## BEGIN SUPPLIED MATERIAL

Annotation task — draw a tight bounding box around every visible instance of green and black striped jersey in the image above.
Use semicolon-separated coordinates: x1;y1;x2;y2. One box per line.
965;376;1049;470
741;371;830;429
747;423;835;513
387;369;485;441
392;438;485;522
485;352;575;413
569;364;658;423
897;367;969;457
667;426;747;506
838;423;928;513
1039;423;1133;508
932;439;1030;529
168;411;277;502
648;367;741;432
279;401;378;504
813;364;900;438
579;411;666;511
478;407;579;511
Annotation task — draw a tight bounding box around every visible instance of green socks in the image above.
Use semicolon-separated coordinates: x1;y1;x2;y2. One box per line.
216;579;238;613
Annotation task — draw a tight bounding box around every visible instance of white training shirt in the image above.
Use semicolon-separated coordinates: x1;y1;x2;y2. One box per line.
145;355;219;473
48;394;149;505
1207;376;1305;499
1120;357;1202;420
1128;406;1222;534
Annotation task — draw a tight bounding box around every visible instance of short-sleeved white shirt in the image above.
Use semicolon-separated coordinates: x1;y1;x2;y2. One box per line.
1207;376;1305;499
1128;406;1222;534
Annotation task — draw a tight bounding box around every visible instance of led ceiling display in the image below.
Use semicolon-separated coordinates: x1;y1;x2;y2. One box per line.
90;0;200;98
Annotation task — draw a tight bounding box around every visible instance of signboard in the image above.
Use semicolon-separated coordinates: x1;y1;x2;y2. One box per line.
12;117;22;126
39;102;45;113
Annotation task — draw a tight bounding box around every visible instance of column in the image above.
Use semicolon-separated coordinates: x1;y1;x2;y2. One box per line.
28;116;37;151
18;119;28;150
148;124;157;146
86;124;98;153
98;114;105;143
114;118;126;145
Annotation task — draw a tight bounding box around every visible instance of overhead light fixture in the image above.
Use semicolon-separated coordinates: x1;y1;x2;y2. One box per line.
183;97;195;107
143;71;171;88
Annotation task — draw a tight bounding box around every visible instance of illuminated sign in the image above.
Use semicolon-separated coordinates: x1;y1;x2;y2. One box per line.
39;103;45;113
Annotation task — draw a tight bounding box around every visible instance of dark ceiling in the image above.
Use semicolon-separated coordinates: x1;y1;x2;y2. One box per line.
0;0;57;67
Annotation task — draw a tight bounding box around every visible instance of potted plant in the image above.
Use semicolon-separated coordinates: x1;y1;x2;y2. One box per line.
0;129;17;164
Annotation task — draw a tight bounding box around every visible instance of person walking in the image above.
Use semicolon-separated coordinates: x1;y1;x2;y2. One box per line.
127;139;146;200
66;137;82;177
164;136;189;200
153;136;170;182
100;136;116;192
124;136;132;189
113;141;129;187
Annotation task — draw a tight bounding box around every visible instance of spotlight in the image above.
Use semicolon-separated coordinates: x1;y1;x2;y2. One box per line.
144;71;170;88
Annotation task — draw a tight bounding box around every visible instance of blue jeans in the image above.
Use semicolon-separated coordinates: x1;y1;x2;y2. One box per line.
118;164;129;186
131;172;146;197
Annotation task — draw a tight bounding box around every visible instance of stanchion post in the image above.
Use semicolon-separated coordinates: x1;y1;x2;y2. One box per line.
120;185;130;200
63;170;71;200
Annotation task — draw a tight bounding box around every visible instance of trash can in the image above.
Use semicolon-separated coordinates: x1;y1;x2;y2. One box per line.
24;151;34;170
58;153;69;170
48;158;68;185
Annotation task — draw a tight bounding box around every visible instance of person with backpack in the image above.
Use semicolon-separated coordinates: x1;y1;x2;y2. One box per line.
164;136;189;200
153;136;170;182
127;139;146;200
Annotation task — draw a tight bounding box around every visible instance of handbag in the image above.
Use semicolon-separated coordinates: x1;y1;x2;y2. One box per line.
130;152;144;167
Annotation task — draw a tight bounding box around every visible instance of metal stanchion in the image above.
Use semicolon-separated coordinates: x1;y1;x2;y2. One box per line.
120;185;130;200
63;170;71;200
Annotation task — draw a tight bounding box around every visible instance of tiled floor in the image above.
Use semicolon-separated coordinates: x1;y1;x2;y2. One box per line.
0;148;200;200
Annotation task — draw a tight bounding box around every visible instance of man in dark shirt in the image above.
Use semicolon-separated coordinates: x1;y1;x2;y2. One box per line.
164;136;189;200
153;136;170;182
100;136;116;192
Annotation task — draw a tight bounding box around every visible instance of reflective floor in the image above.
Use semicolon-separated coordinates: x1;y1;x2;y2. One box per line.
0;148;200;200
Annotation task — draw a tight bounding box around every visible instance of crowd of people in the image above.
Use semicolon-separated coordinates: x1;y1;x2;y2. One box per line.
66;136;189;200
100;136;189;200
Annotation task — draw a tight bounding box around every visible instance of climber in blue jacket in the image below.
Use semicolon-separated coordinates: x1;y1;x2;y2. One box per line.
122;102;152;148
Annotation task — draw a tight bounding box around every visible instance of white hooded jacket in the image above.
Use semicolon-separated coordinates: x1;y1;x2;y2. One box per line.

## END SUPPLIED MATERIAL

**JOB:**
Copy the records from the line containing "people in the image above." through the end of the records, swapping "semicolon-separated" for "comma-separated" and leaving everything else unchanged.

**SOLUTION TO THIS EXERCISE:**
Annotation task — draw a tight bounding box around every visible instance of crowd of people in the image above.
Use comma-separated coordinates: x1;y1;x2;y2. One box per line.
66;136;189;200
100;136;189;200
Annotation task — draw a tight bounding box around every visible instance of climber in blue jacket in the image below.
Use comma-separated coordinates: x1;y1;x2;y2. One box per line.
122;102;152;148
Annotation task — draw a tight bounding box around every visible instance of white hooded jacket in the image above.
Use comma-separated coordinates: x1;y1;x2;y2. One box per line.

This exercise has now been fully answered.